The full listing, start to finish: write it out again exactly.

Data listing: Begin

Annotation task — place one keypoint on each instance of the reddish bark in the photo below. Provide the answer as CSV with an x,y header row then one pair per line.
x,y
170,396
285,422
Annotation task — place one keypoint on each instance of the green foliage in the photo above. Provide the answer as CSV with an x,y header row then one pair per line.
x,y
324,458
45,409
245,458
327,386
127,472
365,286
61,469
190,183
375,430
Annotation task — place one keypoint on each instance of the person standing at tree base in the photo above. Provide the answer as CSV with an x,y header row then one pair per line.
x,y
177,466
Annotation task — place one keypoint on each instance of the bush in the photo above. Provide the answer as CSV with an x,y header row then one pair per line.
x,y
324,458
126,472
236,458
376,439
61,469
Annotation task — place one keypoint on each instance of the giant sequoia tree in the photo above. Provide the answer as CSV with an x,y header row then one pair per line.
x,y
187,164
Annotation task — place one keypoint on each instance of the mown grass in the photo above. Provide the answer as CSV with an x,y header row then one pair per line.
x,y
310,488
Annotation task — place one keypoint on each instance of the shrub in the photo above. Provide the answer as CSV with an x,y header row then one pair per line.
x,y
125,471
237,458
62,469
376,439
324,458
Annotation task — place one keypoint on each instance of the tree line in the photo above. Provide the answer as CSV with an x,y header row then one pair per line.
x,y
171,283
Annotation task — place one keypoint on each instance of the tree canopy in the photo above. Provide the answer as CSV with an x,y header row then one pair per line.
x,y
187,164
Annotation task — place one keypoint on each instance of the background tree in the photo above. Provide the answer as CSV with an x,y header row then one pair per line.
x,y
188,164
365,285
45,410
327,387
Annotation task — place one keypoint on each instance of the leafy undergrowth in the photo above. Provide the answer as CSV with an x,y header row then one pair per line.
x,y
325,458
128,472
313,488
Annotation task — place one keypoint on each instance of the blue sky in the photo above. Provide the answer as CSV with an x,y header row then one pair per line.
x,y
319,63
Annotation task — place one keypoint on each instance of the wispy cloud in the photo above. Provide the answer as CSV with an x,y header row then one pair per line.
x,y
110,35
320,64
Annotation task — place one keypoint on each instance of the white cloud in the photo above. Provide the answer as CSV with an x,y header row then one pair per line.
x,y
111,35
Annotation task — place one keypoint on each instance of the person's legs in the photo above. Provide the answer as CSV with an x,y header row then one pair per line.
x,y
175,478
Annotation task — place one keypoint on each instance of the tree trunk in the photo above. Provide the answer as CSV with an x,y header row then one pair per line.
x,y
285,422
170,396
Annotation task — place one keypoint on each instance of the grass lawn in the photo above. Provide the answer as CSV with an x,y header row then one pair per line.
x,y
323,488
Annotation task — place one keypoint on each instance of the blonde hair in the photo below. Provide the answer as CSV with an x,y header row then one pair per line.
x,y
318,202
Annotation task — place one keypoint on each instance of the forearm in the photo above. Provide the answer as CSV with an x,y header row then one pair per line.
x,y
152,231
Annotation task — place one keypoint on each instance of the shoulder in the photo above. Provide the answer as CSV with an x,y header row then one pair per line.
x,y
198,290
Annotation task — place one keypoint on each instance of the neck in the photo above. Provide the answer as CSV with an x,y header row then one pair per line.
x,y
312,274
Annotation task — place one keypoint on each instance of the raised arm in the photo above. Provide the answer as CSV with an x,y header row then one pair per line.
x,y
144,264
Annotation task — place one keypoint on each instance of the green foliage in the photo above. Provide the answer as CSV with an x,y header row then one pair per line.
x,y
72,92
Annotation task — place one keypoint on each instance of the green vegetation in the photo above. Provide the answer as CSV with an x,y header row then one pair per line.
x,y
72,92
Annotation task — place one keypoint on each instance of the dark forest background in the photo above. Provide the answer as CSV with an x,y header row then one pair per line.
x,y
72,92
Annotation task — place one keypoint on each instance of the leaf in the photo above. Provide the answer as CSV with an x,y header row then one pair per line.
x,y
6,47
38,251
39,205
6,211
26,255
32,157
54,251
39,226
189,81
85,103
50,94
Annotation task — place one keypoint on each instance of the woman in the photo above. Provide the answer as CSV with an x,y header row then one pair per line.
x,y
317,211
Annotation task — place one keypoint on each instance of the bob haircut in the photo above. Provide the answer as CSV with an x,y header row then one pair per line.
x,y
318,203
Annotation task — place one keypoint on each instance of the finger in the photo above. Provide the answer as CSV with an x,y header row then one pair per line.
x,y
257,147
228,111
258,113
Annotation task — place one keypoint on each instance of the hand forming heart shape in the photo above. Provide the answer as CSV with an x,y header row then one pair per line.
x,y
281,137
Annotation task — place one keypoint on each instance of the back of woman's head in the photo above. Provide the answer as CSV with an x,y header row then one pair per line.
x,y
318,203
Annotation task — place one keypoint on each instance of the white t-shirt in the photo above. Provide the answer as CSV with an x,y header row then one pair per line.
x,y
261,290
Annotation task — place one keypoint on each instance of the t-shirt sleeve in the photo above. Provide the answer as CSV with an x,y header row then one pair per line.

Data listing: End

■ Exercise output ■
Annotation task — place one keypoint on each instance of the reddish bark in the photo below. Provide the answer as CSV with an x,y header row then one pair per line.
x,y
170,396
285,422
Annotation task — place one keypoint on each instance of the green foliage in the photo above. Provide the answer as CSV with an x,y header row then one pair per line.
x,y
324,458
45,409
245,458
327,386
127,472
365,286
61,469
190,183
375,430
Annotation task — place one keypoint on each instance of the person standing at tree base in the photo above. Provide the answer as CSV with an x,y header row then one pair per line.
x,y
177,466
Annotation task — place one keypoint on each instance of the bush in the photo above. Provide the answer as CSV with an x,y header row then one pair per line.
x,y
324,458
126,472
236,458
376,439
61,469
Annotation task — place one keypoint on each instance of the giant sequoia tree in the photo above. Provide the answer as CSV with an x,y header row then one pair per line.
x,y
187,164
Annotation task — place one keypoint on each instance of the mown grass in the photo above. Provide the answer as CSV with an x,y header row then one pair per line.
x,y
310,488
Annotation task — place one keypoint on each instance of the shrub in the photo above. Provide the answer as CSV with an x,y header row then one pair per line.
x,y
125,471
237,458
62,469
376,439
324,458
Annotation task — place one keypoint on each instance of the tree line in the photo above. Provide the answer as CSV with an x,y header row then one pair per line.
x,y
171,283
Annotation task — place one keypoint on each instance of the tree canopy in the photo above. Provide the answer as CSV with an x,y header row then one pair per line.
x,y
187,164
Annotation task — place one keypoint on each instance of the background tree in the photo above. Provide the answer as CSV with an x,y header row then one pair per line.
x,y
188,164
365,285
45,410
327,387
Annotation task — place one keypoint on each instance of the leafy undergrowth in the photo above. Provide the answer as CSV with an x,y header row then one pair per line.
x,y
325,458
128,472
313,488
Annotation task — place one keypoint on each instance of the blue sky in the photo above. Provide the answer as CSV with an x,y header row then one pair per line.
x,y
319,63
Annotation task — place one keypoint on each instance of the wispy cloud in the photo above. Provide the answer as CSV with an x,y header row then one pair per line.
x,y
110,35
320,64
Annotation task — place one keypoint on each instance of the white cloud in the photo above. Provide the answer as CSV with an x,y header row then one pair per line.
x,y
111,35
Annotation task — place one keypoint on each instance of the person's legs in the photo above. Provide the answer as CSV with an x,y header row then one pair per line.
x,y
175,478
Annotation task — place one keypoint on each instance of the tree trunk in the photo above. Provide the answer as CSV with an x,y header row then one pair per line.
x,y
285,422
170,396
Annotation task — place one keypoint on each instance of the grass lawn in the photo above. Provide the answer as CSV with an x,y header row then one pair per line.
x,y
323,488
Annotation task — place one keypoint on each instance of the blonde hair in the photo below. Provide the answer as CSV with an x,y header row then one pair per line.
x,y
318,202
Annotation task — place one keypoint on each instance of the forearm in the photo above. Provide the answer as CSV with an x,y header row then one pair per line.
x,y
152,231
Annotation task — place one keypoint on each instance of the shoulder in the photo above. Provide the answer as CSV with an x,y header row then one pair per line.
x,y
198,290
Annotation task — place one keypoint on each instance of the neck in the photo above. Provide the answer as CSV with an x,y header row then one pair per line.
x,y
312,274
Annotation task — place one keypoint on each instance of the raised arm in the photo above. Provide the answer as CSV with an x,y header row then one pair per line.
x,y
144,264
Annotation task — place one keypoint on each instance of the green foliage in the photo above. Provide the answer as CSV with an x,y header row then one pair per line.
x,y
72,92
Annotation task — place one keypoint on each instance of the green vegetation in the photo above. Provide the answer as CSV with an x,y header row then one pair per line.
x,y
72,92
Annotation task — place one keypoint on each instance of the dark forest background in the photo above. Provide the answer as CSV with an x,y header row then one pair per line.
x,y
72,92
Annotation task — place one keypoint on each instance of the leaf in the photo above. Provide the answer as CSV with an x,y header row then one pair per line.
x,y
6,47
38,251
39,205
6,211
26,255
32,157
54,251
39,226
189,81
85,103
50,94
Annotation task — place one keypoint on each instance of the woman in the photo above. Provide the answer as CSV with an x,y header row then one pair per line.
x,y
317,211
Annotation task — place one keypoint on each instance of the bob haircut in the photo above. Provide the answer as CSV with an x,y header row then one pair per line.
x,y
318,203
Annotation task — place one keypoint on each instance of the finger in the photo above. Provide the answer as CSV with an x,y header row then one pair per line.
x,y
257,147
228,111
258,113
Annotation task — place one keypoint on each instance of the hand forming heart shape in the photo above. Provide the answer as CSV with an x,y header row then one pair per line.
x,y
281,137
Annotation task — place one keypoint on each instance of the back of woman's head in the photo above. Provide the answer as CSV with an x,y header row then one pair per line.
x,y
318,203
Annotation task — place one keypoint on each instance of the white t-shirt in the photo above. Provide the answer as CSV with an x,y header row then one pair per line.
x,y
261,290
Annotation task — place one keypoint on each instance of the t-shirt sleeve in the photo above. Provide the answer as CSV with an x,y header row then one pair per line.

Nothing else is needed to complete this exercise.